• _Saved data entries_:

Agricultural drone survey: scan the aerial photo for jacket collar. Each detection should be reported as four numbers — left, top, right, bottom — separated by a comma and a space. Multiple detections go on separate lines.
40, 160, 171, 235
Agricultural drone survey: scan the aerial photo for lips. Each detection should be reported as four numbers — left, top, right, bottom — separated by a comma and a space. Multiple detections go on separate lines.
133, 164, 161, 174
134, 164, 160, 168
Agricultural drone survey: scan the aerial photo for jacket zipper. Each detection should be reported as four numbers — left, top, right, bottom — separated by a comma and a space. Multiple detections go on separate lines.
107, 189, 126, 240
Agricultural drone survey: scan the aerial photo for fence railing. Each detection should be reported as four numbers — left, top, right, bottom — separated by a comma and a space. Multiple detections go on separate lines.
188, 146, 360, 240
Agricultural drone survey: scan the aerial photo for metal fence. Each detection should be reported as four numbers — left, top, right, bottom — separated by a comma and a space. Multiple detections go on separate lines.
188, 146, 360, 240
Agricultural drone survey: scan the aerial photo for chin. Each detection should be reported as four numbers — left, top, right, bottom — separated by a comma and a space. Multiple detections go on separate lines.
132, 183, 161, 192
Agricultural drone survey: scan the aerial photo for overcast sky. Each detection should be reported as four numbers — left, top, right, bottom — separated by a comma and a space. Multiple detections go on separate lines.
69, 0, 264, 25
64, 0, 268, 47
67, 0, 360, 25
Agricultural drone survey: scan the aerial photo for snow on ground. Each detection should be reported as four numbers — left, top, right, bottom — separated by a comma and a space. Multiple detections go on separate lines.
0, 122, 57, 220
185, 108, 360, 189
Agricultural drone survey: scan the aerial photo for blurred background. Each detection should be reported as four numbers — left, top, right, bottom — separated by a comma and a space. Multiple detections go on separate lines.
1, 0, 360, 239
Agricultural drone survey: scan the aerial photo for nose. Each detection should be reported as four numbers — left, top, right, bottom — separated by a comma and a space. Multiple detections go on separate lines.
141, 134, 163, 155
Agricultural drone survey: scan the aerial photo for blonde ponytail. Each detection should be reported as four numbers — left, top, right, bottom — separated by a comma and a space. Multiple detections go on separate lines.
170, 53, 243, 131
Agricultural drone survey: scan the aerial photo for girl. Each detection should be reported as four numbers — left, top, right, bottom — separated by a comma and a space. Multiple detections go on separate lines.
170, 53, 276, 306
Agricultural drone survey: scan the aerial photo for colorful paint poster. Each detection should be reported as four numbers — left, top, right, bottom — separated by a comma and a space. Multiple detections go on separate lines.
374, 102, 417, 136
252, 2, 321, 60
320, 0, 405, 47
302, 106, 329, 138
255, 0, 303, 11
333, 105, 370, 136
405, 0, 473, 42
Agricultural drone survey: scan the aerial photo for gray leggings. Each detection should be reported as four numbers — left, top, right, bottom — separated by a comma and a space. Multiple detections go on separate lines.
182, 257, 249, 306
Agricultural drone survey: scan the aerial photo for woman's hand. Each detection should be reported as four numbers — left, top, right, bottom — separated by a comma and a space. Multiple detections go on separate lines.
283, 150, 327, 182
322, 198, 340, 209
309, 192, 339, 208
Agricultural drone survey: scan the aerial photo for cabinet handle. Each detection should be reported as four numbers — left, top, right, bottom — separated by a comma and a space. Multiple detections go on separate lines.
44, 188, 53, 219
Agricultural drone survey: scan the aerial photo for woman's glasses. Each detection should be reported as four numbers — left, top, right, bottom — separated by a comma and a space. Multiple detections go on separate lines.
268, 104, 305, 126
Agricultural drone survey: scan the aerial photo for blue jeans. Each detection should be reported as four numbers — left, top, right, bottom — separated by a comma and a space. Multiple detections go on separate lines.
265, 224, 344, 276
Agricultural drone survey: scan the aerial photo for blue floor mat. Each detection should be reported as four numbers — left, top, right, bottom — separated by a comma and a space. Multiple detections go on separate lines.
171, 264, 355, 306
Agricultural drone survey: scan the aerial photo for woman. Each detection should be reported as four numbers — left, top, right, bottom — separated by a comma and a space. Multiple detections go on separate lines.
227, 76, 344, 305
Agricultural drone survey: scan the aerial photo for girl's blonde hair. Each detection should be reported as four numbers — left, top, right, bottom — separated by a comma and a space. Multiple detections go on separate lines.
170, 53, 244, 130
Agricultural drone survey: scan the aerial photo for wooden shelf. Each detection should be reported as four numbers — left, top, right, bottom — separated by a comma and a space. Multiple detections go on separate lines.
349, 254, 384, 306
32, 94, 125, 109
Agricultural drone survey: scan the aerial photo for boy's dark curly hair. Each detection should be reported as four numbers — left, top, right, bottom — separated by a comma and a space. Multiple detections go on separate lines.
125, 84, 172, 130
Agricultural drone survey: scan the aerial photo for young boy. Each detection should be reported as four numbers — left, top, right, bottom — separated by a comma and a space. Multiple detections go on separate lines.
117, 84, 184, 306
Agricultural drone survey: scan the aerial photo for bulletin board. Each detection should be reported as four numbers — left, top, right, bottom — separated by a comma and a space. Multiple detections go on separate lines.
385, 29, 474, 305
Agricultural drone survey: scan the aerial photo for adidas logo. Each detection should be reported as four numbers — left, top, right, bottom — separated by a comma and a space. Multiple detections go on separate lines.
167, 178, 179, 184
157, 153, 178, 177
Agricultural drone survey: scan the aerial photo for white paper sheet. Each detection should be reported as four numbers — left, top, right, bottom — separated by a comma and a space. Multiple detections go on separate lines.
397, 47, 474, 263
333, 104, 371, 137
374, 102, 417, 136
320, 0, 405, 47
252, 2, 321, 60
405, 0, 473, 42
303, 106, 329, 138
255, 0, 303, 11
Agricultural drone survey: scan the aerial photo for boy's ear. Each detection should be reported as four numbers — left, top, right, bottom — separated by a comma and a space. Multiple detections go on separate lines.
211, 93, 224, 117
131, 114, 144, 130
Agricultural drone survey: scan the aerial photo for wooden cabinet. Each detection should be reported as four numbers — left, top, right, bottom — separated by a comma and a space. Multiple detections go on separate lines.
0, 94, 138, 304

• _What is needed_:
Exactly as written above, reproduce all of the entries.

• _Completed exercise_:
Agricultural drone survey: scan the aerial photo for jacket collar. Each detection should be reported as four numbers — left, top, right, bottom — separated by a comma and a space. Multiple detections go on separate lines.
40, 160, 171, 235
Agricultural drone survey: scan the aerial photo for lips. Each detection should be reported as four numbers — left, top, right, bottom — separated by a comma and a space. Multiple detections go on separate lines.
133, 164, 161, 174
134, 164, 160, 168
Agricultural drone survey: scan the aerial photo for jacket zipper. Each detection should be reported as four numbers — left, top, right, bottom — separated by a comma and a space. Multiple detections go on separate lines.
107, 189, 126, 240
Agricultural drone survey: scan the aerial photo for fence railing. Each detection should be reported as four numbers — left, top, right, bottom — separated by a comma and a space. Multiple detections go on separate lines.
188, 146, 360, 240
Agricultural drone survey: scan the aerial photo for metal fence. Each detection should be reported as four numbers — left, top, right, bottom — separated by a comma and a space. Multiple detections go on separate lines.
188, 146, 360, 240
Agricultural drone survey: scan the aerial photo for chin. Each detection should be reported as four numbers — left, top, right, bottom — separated by a comma and a space. Multiple detections go on separate lines.
132, 183, 161, 192
Agricultural drone survey: scan the aerial photo for overcast sky. Each detection should be reported as four numbers — left, top, right, bottom — separated by a comma and a space. Multiple detections go on separate lines.
69, 0, 264, 25
64, 0, 268, 47
67, 0, 360, 25
Agricultural drone survey: scan the aerial photo for snow on ground. Each detection should be reported as four numbers — left, top, right, bottom — separated by a comma and a space. Multiple detections go on separate lines.
0, 122, 57, 220
185, 108, 360, 189
Agricultural drone survey: scan the aerial photo for blurred background. Each detection should be reported as four numbers — left, top, right, bottom — separated by a comma and a space. Multiple detections go on separate lines.
1, 0, 360, 239
Agricultural drone survey: scan the aerial photo for nose. Each detection should be reported as four numbers — left, top, right, bottom — separated by a comma and a space. Multiple detections go on separate lines.
141, 134, 163, 155
Agricultural drone survey: scan the aerial photo for blonde ponytail. Each detection should be reported as four numbers — left, top, right, bottom — separated by a comma and a space. Multiple detections go on separate lines.
170, 53, 243, 131
Agricultural drone survey: scan the aerial photo for girl. Each detection should be reported as four numbers — left, top, right, bottom — separated by a comma and a space. Multiple detections go on separate lines.
170, 53, 276, 306
Agricultural drone survey: scan the aerial photo for colorful paint poster. Each detection should be reported as four numbers — left, top, right, bottom — separated by a comma and a space. Multiple detections go on separate lines.
374, 102, 417, 136
252, 2, 321, 60
320, 0, 405, 47
302, 106, 329, 138
255, 0, 303, 11
333, 105, 370, 136
405, 0, 473, 42
Agricultural drone survey: scan the aerial photo for gray leggings. Each detection should be reported as four numbers — left, top, right, bottom — separated by a comma and a space. Multiple detections go on separate lines.
182, 257, 249, 306
Agricultural drone survey: scan the aerial photo for woman's hand. Each detection should be reported as four numbers — left, top, right, bottom — separated by a comma and a space. Multiple detections go on separate lines.
283, 150, 327, 182
322, 198, 340, 209
309, 192, 339, 208
Agricultural drone survey: scan the aerial photo for cabinet handle. Each detection should be reported as four numbers — left, top, right, bottom — separated by a comma and a space. Multiple detections go on separate lines.
44, 188, 53, 219
Agricultural drone survey: scan the aerial photo for woman's glasses. Each detection should be reported as four numbers — left, top, right, bottom — separated by a comma and a space. Multiple detections go on separate lines.
268, 104, 305, 126
Agricultural drone survey: scan the aerial photo for blue jeans. Each detection should be reported as four numbers — left, top, right, bottom — separated by a comma and a space. Multiple detections go on separate lines.
265, 224, 344, 276
Agricultural drone survey: scan the aerial photo for blue floor mat. Each detection should be reported as four numbers — left, top, right, bottom — separated by a comma and a space. Multiple detections go on separate lines.
171, 264, 355, 306
Agricultural drone survey: scan the aerial photo for woman. Each detection should be reported as four numbers — left, top, right, bottom — separated by a comma and a space. Multiple detections go on separate lines.
227, 76, 344, 305
Agricultural drone survey: scan the aerial photo for girl's blonde hair. Each detection should be reported as four numbers — left, top, right, bottom — separated by a comma and a space. Multiple detections go on separate lines.
170, 53, 244, 130
Agricultural drone survey: scan the aerial photo for wooden shelf. Each detection should be reported as four numbers — left, top, right, bottom — separated by a comma and a space. Multiple detections go on separate lines.
349, 254, 384, 306
32, 94, 125, 109
Agricultural drone survey: scan the aerial photo for boy's dark curly hair. Each detection should be reported as four numbers — left, top, right, bottom — separated by a comma and a space. Multiple detections go on separate lines.
125, 84, 172, 130
Agricultural drone survey: scan the aerial photo for young boy. Each detection should be reported as four numbers — left, top, right, bottom — separated by a comma and a space. Multiple detections go on separate lines.
117, 84, 184, 306
Agricultural drone survey: scan the aerial photo for bulletin board. Each detection should be reported as four numbers — left, top, right, bottom — separated by a comma and a space. Multiple detections go on separate lines.
385, 29, 474, 305
Agricultural drone survey: scan the aerial photo for adidas logo. Each detection should be reported as four numbers — left, top, right, bottom — separated by a comma and a space. Multiple detections go on separate lines.
167, 178, 179, 184
157, 153, 178, 177
Agricultural drone survey: scan the aerial photo for white paper sheet. Each detection should be reported as four numbers — left, top, right, bottom — separated by a comma and a space. Multiple detections go on separate lines.
397, 47, 474, 263
333, 104, 371, 137
374, 102, 417, 136
320, 0, 405, 47
252, 2, 321, 60
405, 0, 473, 42
303, 106, 329, 138
255, 0, 303, 11
Agricultural drone survey: scan the aerial photo for boy's ear. Each detection should be reported as four numbers — left, top, right, bottom — separated by a comma and a space. Multiple detections go on separate lines.
211, 93, 224, 117
131, 114, 144, 130
Agricultural drone survey: scan the aerial photo for wooden cabinet. Each detection should be reported as four numbers — left, top, right, bottom — separated by a comma and a space. Multiple detections go on separate lines.
0, 94, 138, 304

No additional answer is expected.